(Entries from a dataset)
+---+

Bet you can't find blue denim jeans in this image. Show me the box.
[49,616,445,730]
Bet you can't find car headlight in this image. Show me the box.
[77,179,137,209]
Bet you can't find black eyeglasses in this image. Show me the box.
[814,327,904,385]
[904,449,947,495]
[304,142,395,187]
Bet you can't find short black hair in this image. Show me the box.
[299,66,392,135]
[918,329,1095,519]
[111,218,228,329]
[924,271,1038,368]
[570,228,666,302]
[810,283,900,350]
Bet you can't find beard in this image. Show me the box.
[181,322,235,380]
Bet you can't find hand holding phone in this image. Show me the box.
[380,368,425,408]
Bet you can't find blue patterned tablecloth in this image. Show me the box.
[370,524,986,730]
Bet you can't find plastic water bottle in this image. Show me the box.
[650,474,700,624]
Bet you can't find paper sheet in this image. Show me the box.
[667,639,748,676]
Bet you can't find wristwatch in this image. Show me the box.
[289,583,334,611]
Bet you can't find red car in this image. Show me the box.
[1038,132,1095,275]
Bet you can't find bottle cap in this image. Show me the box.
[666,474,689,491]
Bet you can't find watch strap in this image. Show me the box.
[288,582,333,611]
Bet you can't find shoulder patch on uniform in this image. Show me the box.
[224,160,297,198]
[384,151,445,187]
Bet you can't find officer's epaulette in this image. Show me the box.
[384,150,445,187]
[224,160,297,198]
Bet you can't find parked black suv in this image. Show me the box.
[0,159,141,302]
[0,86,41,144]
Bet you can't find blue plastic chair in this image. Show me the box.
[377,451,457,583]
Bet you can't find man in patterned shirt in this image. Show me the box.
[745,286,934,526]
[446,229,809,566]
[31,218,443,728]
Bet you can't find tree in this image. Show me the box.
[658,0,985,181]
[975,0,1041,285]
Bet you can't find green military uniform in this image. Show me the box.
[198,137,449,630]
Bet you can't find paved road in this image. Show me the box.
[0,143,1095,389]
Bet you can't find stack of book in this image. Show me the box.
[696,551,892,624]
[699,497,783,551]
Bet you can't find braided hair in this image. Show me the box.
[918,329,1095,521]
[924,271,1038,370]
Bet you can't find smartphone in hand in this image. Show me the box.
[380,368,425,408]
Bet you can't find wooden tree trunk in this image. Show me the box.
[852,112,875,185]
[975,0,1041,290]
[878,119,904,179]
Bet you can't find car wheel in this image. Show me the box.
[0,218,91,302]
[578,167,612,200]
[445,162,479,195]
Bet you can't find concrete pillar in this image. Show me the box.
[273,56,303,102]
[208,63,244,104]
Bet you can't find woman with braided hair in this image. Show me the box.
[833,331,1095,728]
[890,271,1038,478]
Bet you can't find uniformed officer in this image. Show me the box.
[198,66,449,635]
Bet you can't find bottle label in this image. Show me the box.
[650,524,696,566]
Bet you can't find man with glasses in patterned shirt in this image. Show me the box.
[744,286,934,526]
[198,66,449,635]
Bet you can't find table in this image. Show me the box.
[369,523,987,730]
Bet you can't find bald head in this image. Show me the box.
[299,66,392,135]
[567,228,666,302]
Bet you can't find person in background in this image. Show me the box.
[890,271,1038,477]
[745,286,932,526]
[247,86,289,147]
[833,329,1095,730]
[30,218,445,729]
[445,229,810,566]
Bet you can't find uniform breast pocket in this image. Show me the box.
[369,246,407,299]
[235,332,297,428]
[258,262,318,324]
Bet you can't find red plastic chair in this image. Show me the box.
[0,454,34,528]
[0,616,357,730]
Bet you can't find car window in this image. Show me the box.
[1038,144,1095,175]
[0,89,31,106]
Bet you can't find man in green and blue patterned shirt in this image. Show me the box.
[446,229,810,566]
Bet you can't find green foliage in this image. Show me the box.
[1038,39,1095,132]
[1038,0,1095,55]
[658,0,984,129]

+---+

Reproduce the records word for word, from the line containing "Bet you can't find bottle label" up to and including the line containing "[567,228,666,302]".

Bet you can't find bottle label in this image. Show me the box.
[650,524,696,566]
Bet you can't find man with glasses in patterned shirt in this image. Show me the box.
[744,286,934,526]
[198,66,449,635]
Bet you can't find table in this image. Show me the box.
[369,523,987,730]
Bet you can't find bald head in this image. Show me the box.
[299,66,392,135]
[567,228,666,302]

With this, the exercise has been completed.